◆ **TEXTO DADO**:
--*--

Miércoles, 1 de marzo
EL MAL QUE HACEMOS

Ayer, al final de la presentación de Elogio de la cordura, se me acercó para que le firmara un ejemplar alguien que no conocía, pero cuya cara me resultaba vagamente familiar. “Soy el padre de Daniel Ramos. Le conocía, ¿verdad? Me gustaría, si le parece bien, que el libro se lo dedique a él”.

Daniel Ramos Sánchez asistió durante un tiempo con cierta frecuencia a la tertulia, colaboró en Clarín, traducía a la perfección de varios idiomas, era una de las personas más cultas que he conocido y murió inesperada y súbitamente hace unos meses. “Me gustaría poder enviarle algunas de sus escritos”, me dijo el padre. “Los leeré con gusto, seguro que ha dejado cosas valiosas”. Cuanto me enteré de su muerte —a poco de recibir, no sé si la primera o la segunda dosis de Pfizer—, sentí, junto al dolor, algo de mala conciencia: en la última carta que me escribió, me reprochaba algo que yo había dicho en la tertulia y que le había herido. Me disculpé por escrito, pero no tuve ocasión de hacerlo personalmente.

--*--

◆ **DATOS DISPONIBLES**:
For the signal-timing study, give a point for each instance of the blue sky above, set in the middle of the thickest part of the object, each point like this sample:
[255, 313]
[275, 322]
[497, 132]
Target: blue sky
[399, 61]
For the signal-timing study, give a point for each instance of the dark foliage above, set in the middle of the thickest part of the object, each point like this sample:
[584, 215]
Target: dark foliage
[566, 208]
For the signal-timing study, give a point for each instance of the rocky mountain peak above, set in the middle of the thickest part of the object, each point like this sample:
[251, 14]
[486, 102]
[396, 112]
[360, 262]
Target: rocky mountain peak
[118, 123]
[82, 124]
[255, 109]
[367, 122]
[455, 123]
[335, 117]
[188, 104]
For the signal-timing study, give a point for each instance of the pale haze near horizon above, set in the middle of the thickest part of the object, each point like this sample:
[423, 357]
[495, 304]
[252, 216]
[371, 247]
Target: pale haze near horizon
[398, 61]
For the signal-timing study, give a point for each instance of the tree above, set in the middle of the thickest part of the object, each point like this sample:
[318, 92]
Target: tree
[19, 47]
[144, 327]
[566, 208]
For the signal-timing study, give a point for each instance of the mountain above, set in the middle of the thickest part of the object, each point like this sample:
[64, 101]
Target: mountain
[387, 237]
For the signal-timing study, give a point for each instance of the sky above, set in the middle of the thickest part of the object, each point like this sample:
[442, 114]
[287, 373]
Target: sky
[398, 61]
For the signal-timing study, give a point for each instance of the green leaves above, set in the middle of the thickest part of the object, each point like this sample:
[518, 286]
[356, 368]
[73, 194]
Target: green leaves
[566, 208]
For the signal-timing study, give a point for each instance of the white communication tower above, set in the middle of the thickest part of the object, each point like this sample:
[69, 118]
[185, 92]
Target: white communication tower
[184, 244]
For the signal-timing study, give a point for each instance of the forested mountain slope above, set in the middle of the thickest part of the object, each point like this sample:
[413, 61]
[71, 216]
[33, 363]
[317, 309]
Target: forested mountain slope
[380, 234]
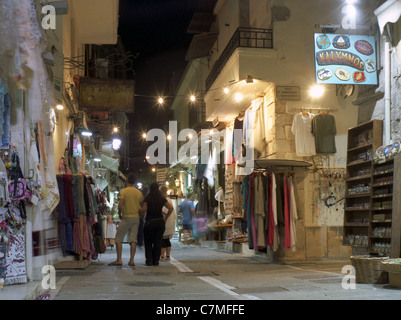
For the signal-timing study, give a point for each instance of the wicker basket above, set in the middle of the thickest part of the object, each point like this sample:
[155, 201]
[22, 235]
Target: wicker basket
[393, 267]
[369, 269]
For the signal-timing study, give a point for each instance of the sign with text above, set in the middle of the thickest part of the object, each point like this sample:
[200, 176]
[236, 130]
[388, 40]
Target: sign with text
[288, 93]
[111, 95]
[345, 59]
[161, 175]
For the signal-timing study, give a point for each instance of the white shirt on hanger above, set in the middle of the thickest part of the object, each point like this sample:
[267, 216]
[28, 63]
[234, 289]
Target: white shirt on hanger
[304, 139]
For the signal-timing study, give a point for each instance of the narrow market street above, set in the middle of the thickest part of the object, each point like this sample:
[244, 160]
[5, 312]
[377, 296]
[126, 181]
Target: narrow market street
[204, 273]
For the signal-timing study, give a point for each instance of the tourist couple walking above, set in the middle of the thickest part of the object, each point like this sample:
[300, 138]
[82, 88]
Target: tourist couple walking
[132, 205]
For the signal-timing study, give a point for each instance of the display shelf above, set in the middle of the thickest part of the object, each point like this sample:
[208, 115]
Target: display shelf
[363, 140]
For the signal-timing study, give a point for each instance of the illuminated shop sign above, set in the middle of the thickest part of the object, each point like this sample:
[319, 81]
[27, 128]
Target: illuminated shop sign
[345, 59]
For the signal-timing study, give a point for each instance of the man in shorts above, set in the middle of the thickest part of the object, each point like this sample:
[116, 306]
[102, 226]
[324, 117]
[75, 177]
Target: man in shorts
[187, 211]
[130, 201]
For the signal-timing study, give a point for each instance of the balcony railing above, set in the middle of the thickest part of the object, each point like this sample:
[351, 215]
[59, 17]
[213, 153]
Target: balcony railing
[242, 38]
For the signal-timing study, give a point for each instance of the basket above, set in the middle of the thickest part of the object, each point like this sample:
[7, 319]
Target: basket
[393, 267]
[369, 269]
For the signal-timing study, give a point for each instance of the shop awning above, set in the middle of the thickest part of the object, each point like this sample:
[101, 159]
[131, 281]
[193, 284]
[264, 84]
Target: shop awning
[201, 45]
[388, 12]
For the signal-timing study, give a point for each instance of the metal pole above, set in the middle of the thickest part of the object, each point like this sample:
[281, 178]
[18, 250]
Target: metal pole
[387, 93]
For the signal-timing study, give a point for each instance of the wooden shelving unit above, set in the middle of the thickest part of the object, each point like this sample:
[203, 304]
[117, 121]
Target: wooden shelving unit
[363, 141]
[386, 208]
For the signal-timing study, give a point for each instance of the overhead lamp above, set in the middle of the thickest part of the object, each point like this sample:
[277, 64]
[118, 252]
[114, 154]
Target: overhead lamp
[61, 7]
[238, 97]
[86, 133]
[316, 91]
[116, 143]
[249, 79]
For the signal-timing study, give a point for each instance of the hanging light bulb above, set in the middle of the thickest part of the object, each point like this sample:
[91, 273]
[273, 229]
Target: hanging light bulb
[116, 143]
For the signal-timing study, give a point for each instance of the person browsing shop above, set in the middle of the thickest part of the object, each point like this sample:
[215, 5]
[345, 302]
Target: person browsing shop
[170, 228]
[130, 202]
[155, 223]
[187, 210]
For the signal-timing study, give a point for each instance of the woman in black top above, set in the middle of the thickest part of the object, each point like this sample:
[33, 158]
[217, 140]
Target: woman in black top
[155, 223]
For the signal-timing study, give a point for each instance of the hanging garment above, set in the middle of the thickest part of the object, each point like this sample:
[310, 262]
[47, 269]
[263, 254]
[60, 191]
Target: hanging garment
[236, 145]
[252, 199]
[287, 227]
[228, 143]
[324, 131]
[219, 196]
[302, 130]
[211, 167]
[293, 213]
[279, 198]
[276, 238]
[259, 212]
[270, 234]
[259, 131]
[246, 205]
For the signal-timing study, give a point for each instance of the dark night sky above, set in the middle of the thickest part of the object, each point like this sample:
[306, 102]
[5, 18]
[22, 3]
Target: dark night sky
[156, 29]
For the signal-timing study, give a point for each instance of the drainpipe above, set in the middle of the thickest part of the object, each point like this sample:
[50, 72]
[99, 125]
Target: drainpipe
[387, 92]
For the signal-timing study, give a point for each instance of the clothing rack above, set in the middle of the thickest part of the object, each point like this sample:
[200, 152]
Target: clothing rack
[302, 109]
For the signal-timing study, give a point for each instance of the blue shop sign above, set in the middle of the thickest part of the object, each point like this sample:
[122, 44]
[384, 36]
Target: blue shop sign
[345, 59]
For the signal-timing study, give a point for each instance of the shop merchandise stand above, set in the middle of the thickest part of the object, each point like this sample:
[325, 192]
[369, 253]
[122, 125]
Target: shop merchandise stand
[78, 262]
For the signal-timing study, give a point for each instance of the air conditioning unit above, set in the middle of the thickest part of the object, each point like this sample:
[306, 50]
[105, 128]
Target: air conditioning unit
[102, 68]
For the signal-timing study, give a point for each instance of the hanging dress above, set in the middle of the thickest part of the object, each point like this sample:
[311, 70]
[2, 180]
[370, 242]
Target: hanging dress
[293, 213]
[287, 235]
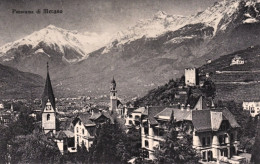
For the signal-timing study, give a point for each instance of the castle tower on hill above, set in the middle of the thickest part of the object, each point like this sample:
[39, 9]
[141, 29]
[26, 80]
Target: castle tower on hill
[48, 104]
[191, 77]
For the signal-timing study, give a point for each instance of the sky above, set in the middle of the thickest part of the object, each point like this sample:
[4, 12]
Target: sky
[99, 16]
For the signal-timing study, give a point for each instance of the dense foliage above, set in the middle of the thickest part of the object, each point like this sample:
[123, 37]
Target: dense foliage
[256, 148]
[34, 148]
[247, 132]
[177, 147]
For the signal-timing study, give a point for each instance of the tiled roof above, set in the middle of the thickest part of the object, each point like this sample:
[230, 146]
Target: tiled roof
[178, 114]
[130, 110]
[108, 115]
[201, 120]
[230, 117]
[65, 124]
[139, 110]
[152, 111]
[85, 118]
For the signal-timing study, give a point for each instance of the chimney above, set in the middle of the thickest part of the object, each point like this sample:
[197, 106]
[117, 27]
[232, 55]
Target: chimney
[182, 107]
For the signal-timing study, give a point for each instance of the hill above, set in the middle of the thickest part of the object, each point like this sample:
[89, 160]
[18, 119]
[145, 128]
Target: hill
[236, 82]
[232, 82]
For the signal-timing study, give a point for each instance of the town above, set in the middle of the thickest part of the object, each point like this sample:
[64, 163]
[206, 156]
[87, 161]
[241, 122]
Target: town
[75, 129]
[130, 82]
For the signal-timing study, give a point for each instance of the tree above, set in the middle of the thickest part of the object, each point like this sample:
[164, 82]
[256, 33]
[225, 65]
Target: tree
[256, 148]
[34, 148]
[109, 145]
[5, 136]
[134, 141]
[176, 149]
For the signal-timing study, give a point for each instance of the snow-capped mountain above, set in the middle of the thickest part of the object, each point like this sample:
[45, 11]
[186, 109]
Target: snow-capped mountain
[60, 39]
[53, 44]
[219, 16]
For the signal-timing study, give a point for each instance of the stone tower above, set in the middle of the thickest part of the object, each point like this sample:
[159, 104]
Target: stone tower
[113, 96]
[48, 104]
[191, 77]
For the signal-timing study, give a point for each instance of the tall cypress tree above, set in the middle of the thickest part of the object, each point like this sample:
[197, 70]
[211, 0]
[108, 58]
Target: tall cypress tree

--*--

◆ **TAREA**: Copia literalmente del texto dado el fragmento que va desde "Daniel Ramos Sánchez" hasta "de hacerlo personalmente.".

◆ **TU SOLUCIÓN**:
Daniel Ramos Sánchez asistió durante un tiempo con cierta frecuencia a la tertulia, colaboró en Clarín, traducía a la perfección de varios idiomas, era una de las personas más cultas que he conocido y murió inesperada y súbitamente hace unos meses. “Me gustaría poder enviarle algunas de sus escritos”, me dijo el padre. “Los leeré con gusto, seguro que ha dejado cosas valiosas”. Cuanto me enteré de su muerte —a poco de recibir, no sé si la primera o la segunda dosis de Pfizer—, sentí, junto al dolor, algo de mala conciencia: en la última carta que me escribió, me reprochaba algo que yo había dicho en la tertulia y que le había herido. Me disculpé por escrito, pero no tuve ocasión de hacerlo personalmente.